* **WORK TO DO**: Reproduce the rows that follow, substituting "upper-left corner" for every occurrence of "top-left corner" and leaving everything else unchanged.

* **Rows from a dataset**:
_ _ _ _ _ _ _

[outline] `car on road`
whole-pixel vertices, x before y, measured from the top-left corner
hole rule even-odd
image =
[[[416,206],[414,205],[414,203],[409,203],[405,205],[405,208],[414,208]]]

_ _ _ _ _ _ _

* **TASK RESULT**:
[outline] `car on road`
whole-pixel vertices, x before y, measured from the upper-left corner
hole rule even-odd
image =
[[[416,206],[414,205],[414,203],[409,203],[405,205],[405,208],[414,208]]]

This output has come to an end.